#### Task description
Go through the records below and show every line with the string "white".
-------- Data under study --------
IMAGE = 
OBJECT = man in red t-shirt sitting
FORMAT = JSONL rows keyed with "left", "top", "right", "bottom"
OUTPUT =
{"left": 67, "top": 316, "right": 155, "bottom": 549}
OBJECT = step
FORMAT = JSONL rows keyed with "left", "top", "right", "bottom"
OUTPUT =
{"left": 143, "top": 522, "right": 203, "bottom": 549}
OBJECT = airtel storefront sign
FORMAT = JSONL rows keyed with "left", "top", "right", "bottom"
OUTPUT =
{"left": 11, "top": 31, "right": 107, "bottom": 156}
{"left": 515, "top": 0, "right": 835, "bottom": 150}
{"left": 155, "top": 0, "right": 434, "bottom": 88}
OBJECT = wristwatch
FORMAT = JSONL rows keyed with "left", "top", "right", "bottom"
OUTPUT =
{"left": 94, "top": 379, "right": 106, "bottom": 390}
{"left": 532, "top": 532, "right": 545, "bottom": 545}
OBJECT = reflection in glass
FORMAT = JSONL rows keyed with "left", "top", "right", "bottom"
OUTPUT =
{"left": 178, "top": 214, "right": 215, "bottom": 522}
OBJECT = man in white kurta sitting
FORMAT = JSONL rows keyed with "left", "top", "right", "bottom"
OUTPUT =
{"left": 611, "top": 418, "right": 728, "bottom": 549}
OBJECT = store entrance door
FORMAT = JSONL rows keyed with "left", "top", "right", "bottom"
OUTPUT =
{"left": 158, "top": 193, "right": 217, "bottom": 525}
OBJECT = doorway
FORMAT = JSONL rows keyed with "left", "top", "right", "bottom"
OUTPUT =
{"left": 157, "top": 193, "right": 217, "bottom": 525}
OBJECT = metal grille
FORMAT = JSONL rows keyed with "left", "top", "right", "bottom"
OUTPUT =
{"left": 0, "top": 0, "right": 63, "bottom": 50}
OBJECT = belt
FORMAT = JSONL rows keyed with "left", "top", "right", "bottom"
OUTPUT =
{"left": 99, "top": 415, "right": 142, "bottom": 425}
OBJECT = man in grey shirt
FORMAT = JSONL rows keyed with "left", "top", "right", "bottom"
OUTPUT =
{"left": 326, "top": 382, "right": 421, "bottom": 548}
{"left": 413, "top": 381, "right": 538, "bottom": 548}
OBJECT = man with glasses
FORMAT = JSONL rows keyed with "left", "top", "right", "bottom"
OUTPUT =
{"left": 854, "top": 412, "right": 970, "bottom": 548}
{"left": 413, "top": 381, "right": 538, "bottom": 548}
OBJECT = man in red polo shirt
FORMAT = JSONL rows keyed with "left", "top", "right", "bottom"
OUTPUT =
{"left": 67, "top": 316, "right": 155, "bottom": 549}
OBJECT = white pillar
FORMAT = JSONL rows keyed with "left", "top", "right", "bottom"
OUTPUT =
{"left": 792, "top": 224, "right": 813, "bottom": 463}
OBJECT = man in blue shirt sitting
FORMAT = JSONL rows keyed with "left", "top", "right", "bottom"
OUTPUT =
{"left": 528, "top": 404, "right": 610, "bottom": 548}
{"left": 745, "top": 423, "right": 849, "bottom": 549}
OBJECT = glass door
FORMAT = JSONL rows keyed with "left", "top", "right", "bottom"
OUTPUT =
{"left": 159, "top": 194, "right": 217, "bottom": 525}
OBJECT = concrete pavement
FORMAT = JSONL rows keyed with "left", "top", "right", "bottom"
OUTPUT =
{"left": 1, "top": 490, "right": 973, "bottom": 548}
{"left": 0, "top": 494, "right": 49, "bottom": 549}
--------
#### Completed task
OBJECT = man in white kurta sitting
OBJECT = white pillar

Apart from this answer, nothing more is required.